(Exercise details):
Write each entry out once more, please, precisely as shown.

Exercise data START

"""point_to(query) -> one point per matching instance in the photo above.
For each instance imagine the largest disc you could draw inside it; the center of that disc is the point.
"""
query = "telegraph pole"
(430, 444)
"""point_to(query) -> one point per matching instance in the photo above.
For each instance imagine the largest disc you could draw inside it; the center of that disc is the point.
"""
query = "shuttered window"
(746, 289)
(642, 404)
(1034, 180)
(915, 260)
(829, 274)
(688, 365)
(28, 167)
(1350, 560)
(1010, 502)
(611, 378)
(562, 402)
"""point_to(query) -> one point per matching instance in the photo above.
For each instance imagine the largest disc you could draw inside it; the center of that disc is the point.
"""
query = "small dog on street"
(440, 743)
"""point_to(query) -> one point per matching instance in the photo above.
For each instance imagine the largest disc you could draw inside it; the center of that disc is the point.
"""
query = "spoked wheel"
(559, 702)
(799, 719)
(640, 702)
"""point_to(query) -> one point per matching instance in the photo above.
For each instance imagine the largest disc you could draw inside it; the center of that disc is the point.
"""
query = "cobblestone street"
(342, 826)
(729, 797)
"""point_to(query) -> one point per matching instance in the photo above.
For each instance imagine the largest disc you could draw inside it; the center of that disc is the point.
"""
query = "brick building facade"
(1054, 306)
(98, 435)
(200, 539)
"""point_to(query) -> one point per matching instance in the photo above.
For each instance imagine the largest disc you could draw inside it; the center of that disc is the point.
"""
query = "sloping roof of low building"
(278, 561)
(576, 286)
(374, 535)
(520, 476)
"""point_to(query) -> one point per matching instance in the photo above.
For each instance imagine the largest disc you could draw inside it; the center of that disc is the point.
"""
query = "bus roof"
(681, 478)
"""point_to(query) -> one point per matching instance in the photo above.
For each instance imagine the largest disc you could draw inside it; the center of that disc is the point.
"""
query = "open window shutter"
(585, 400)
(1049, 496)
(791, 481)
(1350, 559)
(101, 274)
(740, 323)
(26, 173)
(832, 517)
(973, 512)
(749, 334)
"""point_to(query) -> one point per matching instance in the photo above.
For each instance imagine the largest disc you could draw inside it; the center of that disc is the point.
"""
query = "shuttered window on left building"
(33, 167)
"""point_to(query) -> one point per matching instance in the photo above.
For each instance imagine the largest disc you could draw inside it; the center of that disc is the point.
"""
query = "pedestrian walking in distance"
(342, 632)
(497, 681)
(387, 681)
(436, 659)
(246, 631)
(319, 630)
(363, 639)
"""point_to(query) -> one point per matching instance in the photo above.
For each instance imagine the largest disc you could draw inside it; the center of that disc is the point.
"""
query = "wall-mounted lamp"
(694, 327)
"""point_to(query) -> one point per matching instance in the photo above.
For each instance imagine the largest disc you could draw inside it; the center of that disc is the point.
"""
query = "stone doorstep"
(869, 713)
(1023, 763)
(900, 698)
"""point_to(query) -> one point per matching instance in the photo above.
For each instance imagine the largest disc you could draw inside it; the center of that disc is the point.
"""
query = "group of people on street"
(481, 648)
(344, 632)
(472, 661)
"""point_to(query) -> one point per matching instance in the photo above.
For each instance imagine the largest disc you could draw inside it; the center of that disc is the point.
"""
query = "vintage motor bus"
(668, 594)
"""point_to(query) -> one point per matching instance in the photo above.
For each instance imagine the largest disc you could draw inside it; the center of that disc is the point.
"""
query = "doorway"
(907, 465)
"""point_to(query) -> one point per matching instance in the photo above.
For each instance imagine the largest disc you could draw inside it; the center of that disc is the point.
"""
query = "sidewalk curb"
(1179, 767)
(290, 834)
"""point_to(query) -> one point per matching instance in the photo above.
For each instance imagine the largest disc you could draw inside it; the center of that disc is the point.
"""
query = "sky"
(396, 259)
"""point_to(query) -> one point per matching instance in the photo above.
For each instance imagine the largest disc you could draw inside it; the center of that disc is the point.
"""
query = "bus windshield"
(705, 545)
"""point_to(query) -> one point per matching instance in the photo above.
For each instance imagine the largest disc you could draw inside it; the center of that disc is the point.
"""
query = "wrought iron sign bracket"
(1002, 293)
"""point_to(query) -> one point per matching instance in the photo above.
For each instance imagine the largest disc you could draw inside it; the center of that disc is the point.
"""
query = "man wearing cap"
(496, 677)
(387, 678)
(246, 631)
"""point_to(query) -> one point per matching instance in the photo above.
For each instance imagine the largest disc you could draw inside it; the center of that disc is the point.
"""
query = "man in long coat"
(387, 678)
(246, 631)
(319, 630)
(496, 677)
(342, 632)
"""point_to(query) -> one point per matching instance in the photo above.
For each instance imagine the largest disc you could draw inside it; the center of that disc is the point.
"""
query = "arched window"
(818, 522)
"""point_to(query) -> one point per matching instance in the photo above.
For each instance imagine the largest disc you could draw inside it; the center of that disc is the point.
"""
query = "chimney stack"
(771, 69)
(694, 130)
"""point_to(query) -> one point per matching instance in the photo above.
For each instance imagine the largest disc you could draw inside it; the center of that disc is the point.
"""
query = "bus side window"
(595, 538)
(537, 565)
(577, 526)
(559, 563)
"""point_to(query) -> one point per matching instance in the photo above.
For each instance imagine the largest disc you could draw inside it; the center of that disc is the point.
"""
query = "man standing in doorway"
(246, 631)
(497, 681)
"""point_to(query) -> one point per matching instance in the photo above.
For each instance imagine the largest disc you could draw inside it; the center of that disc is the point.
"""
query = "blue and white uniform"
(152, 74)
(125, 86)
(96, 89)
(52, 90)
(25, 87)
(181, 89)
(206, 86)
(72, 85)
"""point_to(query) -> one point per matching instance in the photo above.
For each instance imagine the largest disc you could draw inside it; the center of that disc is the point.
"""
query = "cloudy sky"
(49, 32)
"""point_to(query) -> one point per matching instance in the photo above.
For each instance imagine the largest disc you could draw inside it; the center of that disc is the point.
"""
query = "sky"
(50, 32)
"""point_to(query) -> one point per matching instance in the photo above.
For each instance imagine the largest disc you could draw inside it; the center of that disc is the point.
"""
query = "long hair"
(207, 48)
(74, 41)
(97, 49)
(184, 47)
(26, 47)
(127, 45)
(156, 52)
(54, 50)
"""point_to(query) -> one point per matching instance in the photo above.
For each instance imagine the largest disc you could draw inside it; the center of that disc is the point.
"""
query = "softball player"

Exercise data END

(Response for this exercise):
"""point_to(query) -> one point per matching instance in the photo above.
For each instance imagine the largest disc you could draw inside it; the center of that disc is the point.
"""
query = "telegraph pole"
(430, 444)
"""point_to(query) -> one point per matching instance in the photo above.
For each instance imagine the largest disc you could draw inside it; the center of that disc is the point.
"""
query = "shuttered window"
(746, 289)
(642, 404)
(1034, 180)
(915, 260)
(829, 274)
(688, 365)
(28, 167)
(1350, 560)
(1010, 502)
(611, 378)
(562, 402)
"""point_to(query) -> one point per matching instance in the photo above.
For each instance imagine the largest disc you could draw inside it; the center of that disc is the point.
"""
query = "small dog on street"
(440, 743)
"""point_to(query) -> one point per matching instance in the photo above.
For each instance imagine the largest disc you could draw inside it; the center of that disc is the point.
"""
query = "spoked wheel"
(559, 702)
(799, 719)
(640, 702)
"""point_to(query) -> one point per matching instance in the photo above.
For each instance imagine the largest disc you could draw inside it; the center of that disc is the point.
"""
query = "cobblestone street"
(342, 826)
(729, 797)
"""point_to(query) -> one point per matching instance in the photo above.
For each instance imagine the largest disc you could draw inside it; the center of that disc is the point.
"""
query = "brick building facade"
(1054, 306)
(98, 435)
(200, 539)
"""point_to(query) -> one point per matching instance in the photo above.
For each instance imagine the largest disc you could draw inside it; the center of that disc is the point.
"""
query = "sloping roof of low building"
(278, 561)
(576, 286)
(374, 535)
(520, 476)
"""point_to(query) -> one point per matching instance in the photo above.
For each instance imagine the largest disc you could draw inside it; the center of that disc is the point.
"""
query = "bus roof"
(681, 478)
"""point_to(query) -> one point per matching instance in the photo above.
For each instance imagine the largest disc you could draw inside it; the center of that disc is the point.
"""
query = "open window shutter"
(585, 400)
(1049, 496)
(791, 481)
(1350, 559)
(101, 274)
(740, 323)
(26, 173)
(832, 517)
(973, 512)
(749, 334)
"""point_to(query) -> one point per matching instance in the photo above.
For each instance imagine the largest disc you could draw inside it; the center of that disc is the point.
"""
query = "shuttered window on left building"
(33, 167)
"""point_to(query) -> one point per matching instance in the photo above.
For each instance imagine the largest disc you could draw inside it; the center of that disc is the point.
"""
query = "pedestrian walking in distance"
(342, 632)
(497, 681)
(387, 681)
(436, 659)
(246, 631)
(319, 630)
(363, 639)
"""point_to(query) -> one point per matching instance in the photo above.
For each instance imagine the largest disc you could draw inside it; the center of that disc is the point.
"""
query = "wall-mounted lamp"
(694, 327)
"""point_to(query) -> one point per matching instance in the photo above.
For each instance imagine the largest disc you could draw inside it; the center of that disc is the point.
"""
query = "stone doorstep"
(869, 713)
(1023, 763)
(900, 698)
"""point_to(query) -> one point per matching instance in the photo above.
For each instance imagine the largest disc you could draw inside it; the center of that disc is the point.
"""
query = "group of people on street"
(481, 648)
(344, 632)
(472, 661)
"""point_to(query) -> one point per matching instance in the photo above.
For each instance imagine the largest disc you could draw inside it; the center of that disc is the point.
"""
query = "vintage motor bus"
(668, 594)
"""point_to(query) -> one point per matching instance in the photo above.
For each instance imagine the largest disc you could draw inside it; the center of that disc is the point.
"""
query = "doorway"
(907, 465)
"""point_to(query) -> one point per matching instance in the photo above.
For each instance imagine the largest disc you could draw inside it; the center of that disc is the point.
"""
query = "sidewalk curb"
(1179, 767)
(290, 834)
"""point_to(query) -> one point per matching instance in the photo above.
For each instance imagine the largest disc you could draw inside it; the center of that disc is the point.
"""
query = "sky"
(396, 259)
"""point_to(query) -> one point per matching instance in the photo above.
For each instance imagine the largest disc you could draw inside it; the center of that disc is the point.
"""
query = "bus windshield"
(705, 545)
"""point_to(query) -> one point per matching instance in the photo above.
For each instance imagine the largest disc you could draw inside it; the center of that disc is the point.
"""
query = "wrought iron sign bracket"
(1002, 293)
"""point_to(query) -> one point per matching instance in the photo above.
For each instance imagine the largest disc you could draw inside it; the center of that disc is the point.
"""
query = "man wearing cap"
(496, 677)
(387, 678)
(246, 631)
"""point_to(query) -> one point per matching instance in the photo above.
For each instance imagine the largest disc you could draw inside it; the center of that disc is the point.
"""
query = "man in long coat"
(387, 678)
(246, 631)
(319, 630)
(496, 677)
(342, 632)
"""point_to(query) -> one point per matching instance in the photo above.
For each instance imagine the largest disc you could draw inside it; the center of that disc is the point.
"""
query = "arched window"
(818, 522)
"""point_to(query) -> one point per matching instance in the photo above.
For each instance imagine the largest disc you could draw inside it; the center of that disc is the point.
"""
query = "chimney stack"
(771, 69)
(694, 130)
"""point_to(query) -> one point per matching instance in the photo above.
For each instance imagine the largest disc you could draw inside it; the center of that disc is the point.
"""
query = "bus side window"
(595, 538)
(537, 565)
(577, 526)
(559, 563)
"""point_to(query) -> one point per matching instance in the photo above.
For each instance imagine the largest disc you could draw inside it; the center of that disc is the point.
"""
query = "man standing in doorway"
(246, 631)
(497, 681)
"""point_to(query) -> one point per matching instance in the photo above.
For each instance imagine the largest disc you could draw inside it; the center of that disc is the point.
"""
query = "blue and white uniform"
(152, 74)
(125, 86)
(96, 89)
(52, 90)
(25, 87)
(181, 89)
(206, 86)
(72, 85)
"""point_to(query) -> one point per matching instance in the photo above.
For each instance imagine the largest disc you could draw inside it; the center of that disc is the point.
"""
query = "cloudy sky"
(49, 32)
"""point_to(query) -> one point per matching instance in the photo above.
For each instance imagine the largest disc you could draw inside it; the center of that disc is the point.
"""
query = "sky"
(50, 32)
"""point_to(query) -> one point per matching instance in the photo above.
For each instance imagine the largest disc you could draw inside it; the center of that disc is the point.
"""
query = "long hair"
(207, 48)
(74, 41)
(97, 49)
(184, 47)
(26, 47)
(127, 45)
(156, 52)
(54, 50)
"""point_to(query) -> one point per matching instance in the photo above.
For each instance imagine the largest disc you could draw inside it; the center of that disc is the point.
"""
query = "softball player"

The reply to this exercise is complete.